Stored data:

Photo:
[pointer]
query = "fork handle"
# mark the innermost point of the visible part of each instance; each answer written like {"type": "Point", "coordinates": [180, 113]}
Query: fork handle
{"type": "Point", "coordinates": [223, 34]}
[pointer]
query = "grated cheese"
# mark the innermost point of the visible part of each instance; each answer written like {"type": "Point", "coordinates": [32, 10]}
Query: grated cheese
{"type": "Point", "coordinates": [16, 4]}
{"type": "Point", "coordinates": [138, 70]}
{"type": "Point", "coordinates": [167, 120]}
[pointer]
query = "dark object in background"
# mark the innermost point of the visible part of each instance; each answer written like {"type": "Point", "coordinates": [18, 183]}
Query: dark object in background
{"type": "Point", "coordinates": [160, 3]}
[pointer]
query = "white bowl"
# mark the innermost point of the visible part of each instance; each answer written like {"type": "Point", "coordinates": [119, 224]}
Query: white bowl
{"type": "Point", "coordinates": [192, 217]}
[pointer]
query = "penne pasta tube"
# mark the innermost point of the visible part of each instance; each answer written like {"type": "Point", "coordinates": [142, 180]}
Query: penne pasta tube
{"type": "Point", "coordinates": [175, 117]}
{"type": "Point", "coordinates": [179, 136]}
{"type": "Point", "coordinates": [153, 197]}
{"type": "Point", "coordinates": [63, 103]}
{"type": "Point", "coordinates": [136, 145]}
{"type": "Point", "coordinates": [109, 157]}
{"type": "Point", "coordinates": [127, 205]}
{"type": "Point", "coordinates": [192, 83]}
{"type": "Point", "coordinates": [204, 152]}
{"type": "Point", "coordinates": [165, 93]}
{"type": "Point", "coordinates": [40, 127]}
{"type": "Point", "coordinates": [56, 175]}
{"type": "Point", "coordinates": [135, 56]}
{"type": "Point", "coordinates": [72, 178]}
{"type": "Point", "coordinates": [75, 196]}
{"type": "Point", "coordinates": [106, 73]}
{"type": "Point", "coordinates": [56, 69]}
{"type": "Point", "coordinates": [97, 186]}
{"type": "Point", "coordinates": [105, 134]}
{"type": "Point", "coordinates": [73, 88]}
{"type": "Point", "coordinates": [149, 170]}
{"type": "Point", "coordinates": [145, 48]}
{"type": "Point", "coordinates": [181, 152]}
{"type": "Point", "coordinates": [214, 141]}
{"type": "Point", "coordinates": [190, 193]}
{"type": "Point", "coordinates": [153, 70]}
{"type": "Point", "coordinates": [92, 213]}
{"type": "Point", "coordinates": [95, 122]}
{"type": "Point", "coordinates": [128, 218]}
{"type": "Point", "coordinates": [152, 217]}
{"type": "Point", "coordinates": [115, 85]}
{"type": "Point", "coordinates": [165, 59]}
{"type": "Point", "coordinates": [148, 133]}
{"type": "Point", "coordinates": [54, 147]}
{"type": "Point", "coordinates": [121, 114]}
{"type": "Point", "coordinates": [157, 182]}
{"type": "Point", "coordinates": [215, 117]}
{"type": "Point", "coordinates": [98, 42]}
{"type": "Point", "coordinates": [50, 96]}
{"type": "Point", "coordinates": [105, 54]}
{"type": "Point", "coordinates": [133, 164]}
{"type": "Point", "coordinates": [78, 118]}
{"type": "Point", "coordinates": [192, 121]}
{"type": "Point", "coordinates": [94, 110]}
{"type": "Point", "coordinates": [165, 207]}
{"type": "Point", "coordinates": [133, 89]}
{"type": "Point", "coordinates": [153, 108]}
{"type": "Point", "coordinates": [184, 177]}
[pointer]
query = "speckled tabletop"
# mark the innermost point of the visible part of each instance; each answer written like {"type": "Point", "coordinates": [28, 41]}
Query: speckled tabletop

▸ **What you should do**
Tally up the lines above containing "speckled"; the number is the full answer.

▸ **Answer below**
2